● **Required work**:
Please format the items below as a JSON list of strings, one string per line, leaving out any blank lines.
★ ★ ★ ★ ★ ★ ★
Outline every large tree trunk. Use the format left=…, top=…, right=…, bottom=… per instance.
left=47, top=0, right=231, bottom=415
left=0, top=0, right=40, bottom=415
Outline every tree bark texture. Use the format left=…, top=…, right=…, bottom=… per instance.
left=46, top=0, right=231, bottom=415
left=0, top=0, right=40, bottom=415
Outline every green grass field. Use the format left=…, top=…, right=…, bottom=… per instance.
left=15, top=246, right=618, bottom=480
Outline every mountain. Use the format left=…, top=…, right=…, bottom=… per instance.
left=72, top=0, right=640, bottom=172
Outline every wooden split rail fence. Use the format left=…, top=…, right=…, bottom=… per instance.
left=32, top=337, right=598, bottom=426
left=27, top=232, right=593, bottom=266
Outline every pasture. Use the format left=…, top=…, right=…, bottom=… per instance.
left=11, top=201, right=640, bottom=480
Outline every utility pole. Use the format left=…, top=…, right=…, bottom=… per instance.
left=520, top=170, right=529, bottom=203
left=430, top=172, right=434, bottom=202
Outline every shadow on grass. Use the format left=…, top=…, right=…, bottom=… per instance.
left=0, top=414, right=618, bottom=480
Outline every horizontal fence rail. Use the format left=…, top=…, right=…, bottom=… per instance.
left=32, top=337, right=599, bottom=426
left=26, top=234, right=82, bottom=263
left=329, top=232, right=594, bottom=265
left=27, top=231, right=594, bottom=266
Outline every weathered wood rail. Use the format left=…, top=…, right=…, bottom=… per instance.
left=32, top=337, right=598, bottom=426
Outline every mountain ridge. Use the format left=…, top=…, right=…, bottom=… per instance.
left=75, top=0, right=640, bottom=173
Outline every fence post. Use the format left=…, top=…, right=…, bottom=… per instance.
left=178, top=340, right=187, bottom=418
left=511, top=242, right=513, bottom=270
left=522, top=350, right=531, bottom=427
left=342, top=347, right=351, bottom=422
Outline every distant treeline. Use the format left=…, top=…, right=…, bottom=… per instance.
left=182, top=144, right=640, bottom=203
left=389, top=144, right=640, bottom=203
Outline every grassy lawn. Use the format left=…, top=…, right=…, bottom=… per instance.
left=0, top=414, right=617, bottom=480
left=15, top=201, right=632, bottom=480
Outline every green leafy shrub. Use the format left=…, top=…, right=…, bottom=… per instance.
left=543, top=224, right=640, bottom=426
★ ★ ★ ★ ★ ★ ★
● **Expected answer**:
[
  "Outline every large tree trunk. Use the format left=…, top=…, right=…, bottom=… per instance.",
  "left=47, top=0, right=231, bottom=415",
  "left=0, top=0, right=40, bottom=415",
  "Outline every tree bark texture. Use the format left=…, top=…, right=…, bottom=… per instance.",
  "left=46, top=0, right=231, bottom=415",
  "left=0, top=0, right=40, bottom=415",
  "Outline every green grass field. Use the format left=…, top=…, right=…, bottom=… per instance.",
  "left=15, top=246, right=618, bottom=480",
  "Outline every mountain. Use the format left=…, top=…, right=…, bottom=… per instance.",
  "left=72, top=0, right=640, bottom=172",
  "Outline every wooden split rail fence. Use the format left=…, top=…, right=…, bottom=… per instance.",
  "left=32, top=337, right=598, bottom=426",
  "left=27, top=232, right=593, bottom=266",
  "Outline every pasture. Use the format left=…, top=…, right=…, bottom=… per instance.",
  "left=11, top=201, right=640, bottom=480",
  "Outline every utility pole. Use the format left=…, top=…, right=…, bottom=… per instance.",
  "left=520, top=170, right=529, bottom=203",
  "left=430, top=172, right=434, bottom=202",
  "Outline every shadow on grass. Use the format left=…, top=…, right=…, bottom=… per instance.",
  "left=0, top=414, right=618, bottom=480",
  "Outline every horizontal fence rail. Use the format left=…, top=…, right=…, bottom=… per instance.",
  "left=32, top=337, right=599, bottom=426",
  "left=26, top=234, right=82, bottom=263",
  "left=329, top=232, right=594, bottom=265",
  "left=27, top=231, right=594, bottom=266",
  "Outline every weathered wood rail. Use the format left=…, top=…, right=…, bottom=… per instance.",
  "left=32, top=337, right=598, bottom=426",
  "Outline every mountain ridge. Use the format left=…, top=…, right=…, bottom=… per instance.",
  "left=75, top=0, right=640, bottom=173",
  "Outline every fence post. Use the format left=…, top=…, right=…, bottom=… per instance.",
  "left=178, top=340, right=187, bottom=418",
  "left=511, top=242, right=513, bottom=270",
  "left=522, top=350, right=531, bottom=427",
  "left=342, top=347, right=351, bottom=422",
  "Outline every distant treeline. Use the format left=…, top=…, right=…, bottom=… per instance.",
  "left=182, top=144, right=640, bottom=203",
  "left=389, top=144, right=640, bottom=203",
  "Outline every grassy lawn. Use the format left=…, top=…, right=…, bottom=… per instance.",
  "left=0, top=414, right=617, bottom=480",
  "left=15, top=201, right=632, bottom=480",
  "Outline every green leafy shrub. Use the format left=…, top=…, right=…, bottom=… per instance.",
  "left=543, top=224, right=640, bottom=426"
]